Your goal —
In the obituary of Beryl Collier below, which high school did she attend?

Excerpted passage —
# # #

Beryl Collier 1928-2009
There were times when Beryl Collier, an obstetrician on the Central Coast, could be vague and frustrating, such as the time when patient records were disappearing from her practice. Eventually, the records were found in her capacious and always untidy carry bag.
However unorthodox her filing methods, though, her warm smile and calm, confident manner endeared her to patients. One of the privileges for anaesthetists who worked with her was to see her joy every time she delivered a baby, after which she and anaesthetist would continue discussions about The Goons, My Word, My Music, Dr Who or sport.
Beryl Collier, who has died aged 81, was born in Sydney, one of two daughters of Keith Collier and his wife, Nora Archer. Keith died at 49, leaving Nora to raise the children.
Beryl grew up in Lane Cove and went to North Sydney Girls High. She was academically gifted and enjoyed competitive sport, especially tennis and cricket. She then studied medicine at the University of Sydney and, after graduating, moved on to specialise in obstetrics and gynaecology, studying in Australia and Britain. Medicine was still more of a man's world in those days, but she found that her love of sport helped her to fit in.

# # #

Entries provided —

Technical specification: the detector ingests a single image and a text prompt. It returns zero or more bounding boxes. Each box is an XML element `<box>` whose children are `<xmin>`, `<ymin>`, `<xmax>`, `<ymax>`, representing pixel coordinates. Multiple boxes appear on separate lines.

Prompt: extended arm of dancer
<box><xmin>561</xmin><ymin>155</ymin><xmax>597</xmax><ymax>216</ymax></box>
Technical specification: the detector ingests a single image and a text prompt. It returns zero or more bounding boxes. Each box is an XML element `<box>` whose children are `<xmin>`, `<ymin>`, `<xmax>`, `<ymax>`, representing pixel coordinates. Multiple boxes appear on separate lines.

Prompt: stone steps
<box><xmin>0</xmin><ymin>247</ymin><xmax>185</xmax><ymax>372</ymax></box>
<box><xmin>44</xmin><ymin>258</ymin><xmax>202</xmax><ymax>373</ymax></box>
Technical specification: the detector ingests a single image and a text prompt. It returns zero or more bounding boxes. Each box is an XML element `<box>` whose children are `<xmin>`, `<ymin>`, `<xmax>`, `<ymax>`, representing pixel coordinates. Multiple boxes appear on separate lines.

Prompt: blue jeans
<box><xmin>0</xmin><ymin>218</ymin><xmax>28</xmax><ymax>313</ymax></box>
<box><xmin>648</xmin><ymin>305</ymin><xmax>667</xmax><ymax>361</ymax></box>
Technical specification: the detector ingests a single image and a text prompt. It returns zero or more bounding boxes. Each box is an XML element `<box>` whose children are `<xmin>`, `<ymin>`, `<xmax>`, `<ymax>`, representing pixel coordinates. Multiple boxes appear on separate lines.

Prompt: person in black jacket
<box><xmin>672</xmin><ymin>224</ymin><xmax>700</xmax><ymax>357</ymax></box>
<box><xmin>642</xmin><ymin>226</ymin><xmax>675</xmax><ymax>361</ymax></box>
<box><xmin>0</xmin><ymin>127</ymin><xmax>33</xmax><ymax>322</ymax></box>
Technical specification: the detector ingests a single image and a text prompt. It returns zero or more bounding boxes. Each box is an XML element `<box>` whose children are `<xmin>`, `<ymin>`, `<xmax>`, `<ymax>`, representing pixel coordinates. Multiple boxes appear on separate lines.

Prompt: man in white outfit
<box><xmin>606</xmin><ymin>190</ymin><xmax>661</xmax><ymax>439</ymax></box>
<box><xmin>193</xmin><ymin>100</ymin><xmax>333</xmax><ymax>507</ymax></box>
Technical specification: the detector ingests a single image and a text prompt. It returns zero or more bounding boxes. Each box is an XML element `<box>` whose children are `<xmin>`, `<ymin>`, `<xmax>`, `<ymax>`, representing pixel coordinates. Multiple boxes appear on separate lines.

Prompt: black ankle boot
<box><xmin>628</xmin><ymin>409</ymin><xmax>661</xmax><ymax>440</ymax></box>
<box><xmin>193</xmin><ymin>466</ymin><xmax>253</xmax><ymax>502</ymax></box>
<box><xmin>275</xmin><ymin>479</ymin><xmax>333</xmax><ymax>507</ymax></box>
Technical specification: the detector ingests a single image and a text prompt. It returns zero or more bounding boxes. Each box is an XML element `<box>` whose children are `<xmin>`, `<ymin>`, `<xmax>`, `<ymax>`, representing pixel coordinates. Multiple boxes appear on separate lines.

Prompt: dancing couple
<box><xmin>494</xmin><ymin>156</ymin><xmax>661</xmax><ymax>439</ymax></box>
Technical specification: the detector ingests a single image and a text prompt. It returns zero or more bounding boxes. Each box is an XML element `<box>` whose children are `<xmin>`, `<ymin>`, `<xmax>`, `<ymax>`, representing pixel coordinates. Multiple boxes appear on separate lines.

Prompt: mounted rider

# # #

Solution —
North Sydney Girls High.